- **DATA FOR THIS TASK**

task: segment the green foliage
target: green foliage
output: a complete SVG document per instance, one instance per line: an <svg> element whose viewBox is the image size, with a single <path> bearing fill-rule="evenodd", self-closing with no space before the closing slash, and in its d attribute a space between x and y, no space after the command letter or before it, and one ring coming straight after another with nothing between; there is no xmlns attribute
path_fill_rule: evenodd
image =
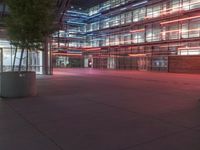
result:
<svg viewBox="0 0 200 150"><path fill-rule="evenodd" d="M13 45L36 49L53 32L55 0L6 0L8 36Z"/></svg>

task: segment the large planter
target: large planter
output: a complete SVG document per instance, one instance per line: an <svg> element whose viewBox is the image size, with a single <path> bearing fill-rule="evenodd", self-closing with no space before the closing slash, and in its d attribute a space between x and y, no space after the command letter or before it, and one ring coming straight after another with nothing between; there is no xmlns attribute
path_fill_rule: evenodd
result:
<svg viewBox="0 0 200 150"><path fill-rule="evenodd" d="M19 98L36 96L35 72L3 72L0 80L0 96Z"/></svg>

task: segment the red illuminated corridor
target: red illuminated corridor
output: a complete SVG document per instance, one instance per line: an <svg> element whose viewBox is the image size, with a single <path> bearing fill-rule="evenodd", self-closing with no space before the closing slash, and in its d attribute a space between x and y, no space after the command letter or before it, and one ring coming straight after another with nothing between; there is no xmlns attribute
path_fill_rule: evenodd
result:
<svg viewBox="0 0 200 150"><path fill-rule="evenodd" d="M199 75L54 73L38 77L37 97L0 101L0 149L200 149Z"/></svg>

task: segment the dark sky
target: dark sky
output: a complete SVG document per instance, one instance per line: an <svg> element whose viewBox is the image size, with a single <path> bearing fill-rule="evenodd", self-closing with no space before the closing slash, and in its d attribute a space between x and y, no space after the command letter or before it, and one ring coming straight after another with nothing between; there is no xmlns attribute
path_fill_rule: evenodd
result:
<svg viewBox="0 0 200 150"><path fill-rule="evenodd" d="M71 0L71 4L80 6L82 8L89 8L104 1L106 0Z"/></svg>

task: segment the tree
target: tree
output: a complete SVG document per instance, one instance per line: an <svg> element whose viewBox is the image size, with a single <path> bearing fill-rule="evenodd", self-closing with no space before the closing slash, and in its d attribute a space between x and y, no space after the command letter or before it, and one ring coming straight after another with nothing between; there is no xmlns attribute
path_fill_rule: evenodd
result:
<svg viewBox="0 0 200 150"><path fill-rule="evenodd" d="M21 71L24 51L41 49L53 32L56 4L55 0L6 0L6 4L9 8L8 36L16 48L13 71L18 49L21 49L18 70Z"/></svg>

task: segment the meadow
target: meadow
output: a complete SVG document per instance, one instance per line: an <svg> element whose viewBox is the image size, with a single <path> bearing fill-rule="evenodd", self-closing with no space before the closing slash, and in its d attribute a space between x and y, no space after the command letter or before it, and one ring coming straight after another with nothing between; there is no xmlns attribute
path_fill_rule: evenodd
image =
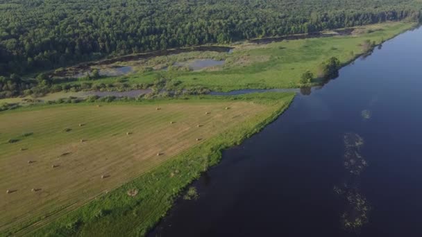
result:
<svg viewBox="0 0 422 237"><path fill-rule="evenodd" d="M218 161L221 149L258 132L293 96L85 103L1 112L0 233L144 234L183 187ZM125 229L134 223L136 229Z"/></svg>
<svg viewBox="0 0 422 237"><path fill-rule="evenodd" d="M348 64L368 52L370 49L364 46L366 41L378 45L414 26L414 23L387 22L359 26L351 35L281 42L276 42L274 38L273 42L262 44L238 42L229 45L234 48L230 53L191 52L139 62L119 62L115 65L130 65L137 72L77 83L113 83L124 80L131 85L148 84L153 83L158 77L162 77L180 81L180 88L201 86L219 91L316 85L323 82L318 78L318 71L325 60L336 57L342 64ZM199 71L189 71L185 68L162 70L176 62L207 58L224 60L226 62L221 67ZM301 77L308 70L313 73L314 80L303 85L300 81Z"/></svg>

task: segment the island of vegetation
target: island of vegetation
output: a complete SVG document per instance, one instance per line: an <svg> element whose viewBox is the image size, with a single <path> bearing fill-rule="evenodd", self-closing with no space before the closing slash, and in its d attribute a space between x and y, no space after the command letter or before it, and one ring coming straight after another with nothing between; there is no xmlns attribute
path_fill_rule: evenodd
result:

- **INSTRUCTIONS FOR THE TASK**
Render as a numbered list the stretch from the line that contains "task: segment the red illuminated corridor" through the line that contains "target: red illuminated corridor", leaving out blank lines.

- **COMPLETED EXERCISE**
1. task: segment the red illuminated corridor
2. target: red illuminated corridor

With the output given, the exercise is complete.